◆ Excerpted data:

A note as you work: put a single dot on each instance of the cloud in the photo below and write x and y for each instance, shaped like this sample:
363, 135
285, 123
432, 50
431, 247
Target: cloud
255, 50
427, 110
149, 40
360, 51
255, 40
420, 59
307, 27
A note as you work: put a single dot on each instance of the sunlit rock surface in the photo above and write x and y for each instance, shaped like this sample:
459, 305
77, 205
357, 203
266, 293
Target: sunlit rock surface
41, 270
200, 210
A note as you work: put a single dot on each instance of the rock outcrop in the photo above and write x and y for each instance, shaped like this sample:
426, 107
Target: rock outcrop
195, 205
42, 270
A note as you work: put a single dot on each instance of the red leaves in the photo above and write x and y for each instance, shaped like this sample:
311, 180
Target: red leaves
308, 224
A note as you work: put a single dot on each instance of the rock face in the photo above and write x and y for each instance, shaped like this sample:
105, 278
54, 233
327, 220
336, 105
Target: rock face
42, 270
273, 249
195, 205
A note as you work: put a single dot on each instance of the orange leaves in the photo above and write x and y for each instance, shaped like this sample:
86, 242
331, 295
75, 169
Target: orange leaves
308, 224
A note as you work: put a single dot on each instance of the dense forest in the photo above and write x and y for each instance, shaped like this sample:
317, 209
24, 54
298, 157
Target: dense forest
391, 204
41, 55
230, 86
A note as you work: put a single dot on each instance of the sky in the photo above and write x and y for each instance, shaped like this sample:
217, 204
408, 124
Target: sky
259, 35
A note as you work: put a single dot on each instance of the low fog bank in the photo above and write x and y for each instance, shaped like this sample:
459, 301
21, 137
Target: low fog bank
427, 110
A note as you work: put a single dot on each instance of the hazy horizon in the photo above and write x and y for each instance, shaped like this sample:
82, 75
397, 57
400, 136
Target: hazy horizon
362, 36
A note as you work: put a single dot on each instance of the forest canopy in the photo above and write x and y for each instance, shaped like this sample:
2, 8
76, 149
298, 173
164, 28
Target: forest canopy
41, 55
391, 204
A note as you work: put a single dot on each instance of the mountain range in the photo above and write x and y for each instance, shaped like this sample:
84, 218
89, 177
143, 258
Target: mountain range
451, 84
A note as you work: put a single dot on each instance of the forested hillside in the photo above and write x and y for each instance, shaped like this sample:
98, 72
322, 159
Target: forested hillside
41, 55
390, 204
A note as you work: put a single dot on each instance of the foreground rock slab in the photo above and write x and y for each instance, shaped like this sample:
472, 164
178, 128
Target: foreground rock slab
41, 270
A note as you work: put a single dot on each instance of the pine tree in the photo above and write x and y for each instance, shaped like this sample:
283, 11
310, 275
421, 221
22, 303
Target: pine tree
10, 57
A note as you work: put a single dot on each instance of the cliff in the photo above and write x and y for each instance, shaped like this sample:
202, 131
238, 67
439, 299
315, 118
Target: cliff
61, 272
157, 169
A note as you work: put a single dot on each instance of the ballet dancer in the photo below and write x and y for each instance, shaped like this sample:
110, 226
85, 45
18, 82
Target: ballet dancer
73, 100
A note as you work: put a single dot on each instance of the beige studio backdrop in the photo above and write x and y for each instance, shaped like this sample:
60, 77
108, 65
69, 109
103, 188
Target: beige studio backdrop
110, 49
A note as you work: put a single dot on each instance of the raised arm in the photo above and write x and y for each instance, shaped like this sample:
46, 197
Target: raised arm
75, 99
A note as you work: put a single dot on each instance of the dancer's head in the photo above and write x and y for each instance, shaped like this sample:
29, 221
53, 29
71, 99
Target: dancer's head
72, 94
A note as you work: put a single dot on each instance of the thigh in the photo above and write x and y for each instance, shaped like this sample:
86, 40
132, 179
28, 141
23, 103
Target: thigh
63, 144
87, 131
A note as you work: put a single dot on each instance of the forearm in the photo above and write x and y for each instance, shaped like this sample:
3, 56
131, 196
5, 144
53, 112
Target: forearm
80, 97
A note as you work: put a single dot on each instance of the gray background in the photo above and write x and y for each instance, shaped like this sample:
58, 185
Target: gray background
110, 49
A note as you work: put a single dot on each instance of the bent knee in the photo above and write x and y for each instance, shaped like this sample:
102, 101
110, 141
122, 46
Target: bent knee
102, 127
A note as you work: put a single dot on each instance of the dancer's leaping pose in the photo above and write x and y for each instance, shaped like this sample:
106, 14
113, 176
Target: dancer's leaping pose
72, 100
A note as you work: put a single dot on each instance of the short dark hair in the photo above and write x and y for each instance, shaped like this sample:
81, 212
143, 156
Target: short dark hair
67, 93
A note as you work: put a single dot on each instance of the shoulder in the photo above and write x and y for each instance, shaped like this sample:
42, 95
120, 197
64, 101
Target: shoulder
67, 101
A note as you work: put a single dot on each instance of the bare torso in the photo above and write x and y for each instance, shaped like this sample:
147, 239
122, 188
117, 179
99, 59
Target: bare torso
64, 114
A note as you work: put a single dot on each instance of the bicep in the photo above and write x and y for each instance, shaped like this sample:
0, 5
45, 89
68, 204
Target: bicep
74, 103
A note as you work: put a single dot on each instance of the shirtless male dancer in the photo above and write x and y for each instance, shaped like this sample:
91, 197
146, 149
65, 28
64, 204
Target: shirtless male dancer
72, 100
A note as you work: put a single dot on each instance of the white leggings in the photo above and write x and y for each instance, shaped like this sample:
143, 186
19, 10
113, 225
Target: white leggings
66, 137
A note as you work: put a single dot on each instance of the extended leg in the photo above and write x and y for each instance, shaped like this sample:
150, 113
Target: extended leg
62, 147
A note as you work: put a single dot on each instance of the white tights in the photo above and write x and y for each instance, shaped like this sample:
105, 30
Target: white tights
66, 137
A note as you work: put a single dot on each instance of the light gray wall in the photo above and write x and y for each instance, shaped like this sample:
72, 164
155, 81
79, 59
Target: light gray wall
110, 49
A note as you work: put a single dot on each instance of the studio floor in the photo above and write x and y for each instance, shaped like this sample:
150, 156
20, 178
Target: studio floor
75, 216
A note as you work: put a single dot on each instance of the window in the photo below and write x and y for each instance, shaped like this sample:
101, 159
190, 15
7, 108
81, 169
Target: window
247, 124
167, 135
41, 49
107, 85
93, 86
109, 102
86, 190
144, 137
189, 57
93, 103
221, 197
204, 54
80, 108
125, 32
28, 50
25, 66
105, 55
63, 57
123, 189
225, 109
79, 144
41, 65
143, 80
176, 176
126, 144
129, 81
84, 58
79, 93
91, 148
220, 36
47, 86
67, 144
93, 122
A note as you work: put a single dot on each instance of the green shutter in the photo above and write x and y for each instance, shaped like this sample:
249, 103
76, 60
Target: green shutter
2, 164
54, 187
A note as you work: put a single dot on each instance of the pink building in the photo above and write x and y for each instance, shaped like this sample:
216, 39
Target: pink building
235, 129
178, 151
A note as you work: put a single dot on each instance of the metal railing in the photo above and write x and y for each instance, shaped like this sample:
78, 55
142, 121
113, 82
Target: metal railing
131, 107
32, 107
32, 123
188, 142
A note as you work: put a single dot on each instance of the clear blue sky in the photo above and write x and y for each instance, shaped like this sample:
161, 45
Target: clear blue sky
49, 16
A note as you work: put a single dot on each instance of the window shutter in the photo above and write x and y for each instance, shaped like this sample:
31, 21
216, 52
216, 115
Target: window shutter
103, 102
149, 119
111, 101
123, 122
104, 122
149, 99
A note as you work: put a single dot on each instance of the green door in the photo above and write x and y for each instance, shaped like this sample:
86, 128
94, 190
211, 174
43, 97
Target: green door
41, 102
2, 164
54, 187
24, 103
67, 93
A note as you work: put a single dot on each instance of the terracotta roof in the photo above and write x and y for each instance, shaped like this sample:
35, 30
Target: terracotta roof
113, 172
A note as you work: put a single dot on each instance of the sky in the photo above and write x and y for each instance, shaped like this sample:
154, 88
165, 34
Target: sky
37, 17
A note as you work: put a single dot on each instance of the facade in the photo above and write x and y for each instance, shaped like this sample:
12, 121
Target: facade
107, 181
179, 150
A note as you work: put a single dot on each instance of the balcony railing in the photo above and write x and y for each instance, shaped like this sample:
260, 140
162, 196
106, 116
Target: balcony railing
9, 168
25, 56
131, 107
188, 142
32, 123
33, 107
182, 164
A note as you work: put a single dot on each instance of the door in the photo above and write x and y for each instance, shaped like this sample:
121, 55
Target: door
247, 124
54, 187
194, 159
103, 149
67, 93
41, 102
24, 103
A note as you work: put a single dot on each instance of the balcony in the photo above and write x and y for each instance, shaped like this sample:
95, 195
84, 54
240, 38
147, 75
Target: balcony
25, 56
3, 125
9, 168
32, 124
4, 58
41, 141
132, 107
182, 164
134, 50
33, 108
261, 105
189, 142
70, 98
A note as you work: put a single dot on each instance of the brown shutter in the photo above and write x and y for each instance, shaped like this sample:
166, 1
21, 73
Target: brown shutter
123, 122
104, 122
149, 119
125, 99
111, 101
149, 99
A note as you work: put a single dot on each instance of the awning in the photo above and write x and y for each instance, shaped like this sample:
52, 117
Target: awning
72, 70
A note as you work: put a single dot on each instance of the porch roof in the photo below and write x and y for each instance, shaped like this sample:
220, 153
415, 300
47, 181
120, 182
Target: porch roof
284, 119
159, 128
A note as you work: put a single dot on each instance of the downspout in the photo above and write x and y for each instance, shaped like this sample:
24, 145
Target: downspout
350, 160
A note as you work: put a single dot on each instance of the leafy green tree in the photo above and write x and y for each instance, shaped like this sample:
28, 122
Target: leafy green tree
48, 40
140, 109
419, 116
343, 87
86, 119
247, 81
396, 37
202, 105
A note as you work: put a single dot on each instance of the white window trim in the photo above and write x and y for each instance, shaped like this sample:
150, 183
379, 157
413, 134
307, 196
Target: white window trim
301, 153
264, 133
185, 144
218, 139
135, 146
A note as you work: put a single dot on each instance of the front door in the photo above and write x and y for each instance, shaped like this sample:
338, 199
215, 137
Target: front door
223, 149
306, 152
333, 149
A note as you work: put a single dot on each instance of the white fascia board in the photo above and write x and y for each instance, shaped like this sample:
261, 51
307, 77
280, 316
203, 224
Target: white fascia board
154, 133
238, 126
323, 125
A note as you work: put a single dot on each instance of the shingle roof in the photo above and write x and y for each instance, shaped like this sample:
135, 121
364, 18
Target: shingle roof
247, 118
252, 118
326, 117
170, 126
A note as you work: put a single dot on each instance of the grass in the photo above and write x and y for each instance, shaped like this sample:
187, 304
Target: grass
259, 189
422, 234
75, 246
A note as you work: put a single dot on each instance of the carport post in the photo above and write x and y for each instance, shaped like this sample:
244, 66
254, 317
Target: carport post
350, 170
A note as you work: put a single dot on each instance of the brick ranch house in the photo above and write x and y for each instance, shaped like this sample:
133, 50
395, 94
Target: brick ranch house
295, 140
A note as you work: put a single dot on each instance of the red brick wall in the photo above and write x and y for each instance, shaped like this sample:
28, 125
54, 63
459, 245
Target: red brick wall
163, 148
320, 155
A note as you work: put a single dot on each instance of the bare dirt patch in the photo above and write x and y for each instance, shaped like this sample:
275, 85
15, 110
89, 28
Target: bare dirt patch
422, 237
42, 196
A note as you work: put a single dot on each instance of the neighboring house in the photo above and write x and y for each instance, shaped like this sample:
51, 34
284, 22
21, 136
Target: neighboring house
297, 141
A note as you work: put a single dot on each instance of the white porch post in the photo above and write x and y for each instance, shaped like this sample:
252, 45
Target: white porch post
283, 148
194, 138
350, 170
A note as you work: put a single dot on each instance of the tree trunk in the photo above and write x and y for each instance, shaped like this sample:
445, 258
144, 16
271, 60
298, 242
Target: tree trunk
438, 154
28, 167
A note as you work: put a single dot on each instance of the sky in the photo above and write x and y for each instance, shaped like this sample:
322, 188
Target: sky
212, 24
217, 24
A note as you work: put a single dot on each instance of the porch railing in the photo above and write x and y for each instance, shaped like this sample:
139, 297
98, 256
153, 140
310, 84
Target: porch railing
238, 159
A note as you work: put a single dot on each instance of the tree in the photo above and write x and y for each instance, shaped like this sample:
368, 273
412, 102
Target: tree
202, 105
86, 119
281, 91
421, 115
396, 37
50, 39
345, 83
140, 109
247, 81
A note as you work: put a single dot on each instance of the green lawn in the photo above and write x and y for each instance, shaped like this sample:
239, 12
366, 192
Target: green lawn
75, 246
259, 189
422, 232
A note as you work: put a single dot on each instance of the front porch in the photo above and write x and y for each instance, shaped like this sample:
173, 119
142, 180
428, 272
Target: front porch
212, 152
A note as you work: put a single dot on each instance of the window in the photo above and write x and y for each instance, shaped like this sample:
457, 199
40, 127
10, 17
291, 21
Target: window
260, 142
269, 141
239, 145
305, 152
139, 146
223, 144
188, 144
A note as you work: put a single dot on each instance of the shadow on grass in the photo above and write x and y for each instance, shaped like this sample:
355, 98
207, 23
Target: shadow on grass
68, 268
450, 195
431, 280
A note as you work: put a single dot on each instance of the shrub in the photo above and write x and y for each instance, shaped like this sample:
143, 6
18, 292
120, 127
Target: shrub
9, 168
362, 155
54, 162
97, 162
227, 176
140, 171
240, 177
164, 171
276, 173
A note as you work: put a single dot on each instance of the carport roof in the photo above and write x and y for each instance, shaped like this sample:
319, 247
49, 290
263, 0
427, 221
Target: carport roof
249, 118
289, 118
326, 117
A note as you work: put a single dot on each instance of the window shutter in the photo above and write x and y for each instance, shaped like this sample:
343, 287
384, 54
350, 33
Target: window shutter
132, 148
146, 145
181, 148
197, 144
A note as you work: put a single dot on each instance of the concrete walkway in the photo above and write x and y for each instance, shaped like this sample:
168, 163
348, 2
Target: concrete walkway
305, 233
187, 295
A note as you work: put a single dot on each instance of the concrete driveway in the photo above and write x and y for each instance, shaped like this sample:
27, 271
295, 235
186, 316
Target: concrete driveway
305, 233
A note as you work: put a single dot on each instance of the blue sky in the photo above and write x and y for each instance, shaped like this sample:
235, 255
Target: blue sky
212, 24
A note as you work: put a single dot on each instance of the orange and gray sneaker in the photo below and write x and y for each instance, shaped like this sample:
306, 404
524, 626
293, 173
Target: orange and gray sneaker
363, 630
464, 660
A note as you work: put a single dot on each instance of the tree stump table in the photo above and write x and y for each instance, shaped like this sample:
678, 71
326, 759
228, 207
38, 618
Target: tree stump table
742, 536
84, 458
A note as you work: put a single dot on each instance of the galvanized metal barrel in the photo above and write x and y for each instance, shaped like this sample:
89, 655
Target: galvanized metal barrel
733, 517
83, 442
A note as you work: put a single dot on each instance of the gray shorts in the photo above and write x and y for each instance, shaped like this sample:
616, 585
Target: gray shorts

◆ Activity: Show each line in the entries that holds the string "shorts".

◆ Solution to this problem:
A note as you work: put a single dot on each instance of the gray shorts in the photo above and write x and y for each instance, shaped like this sample:
Target: gray shorts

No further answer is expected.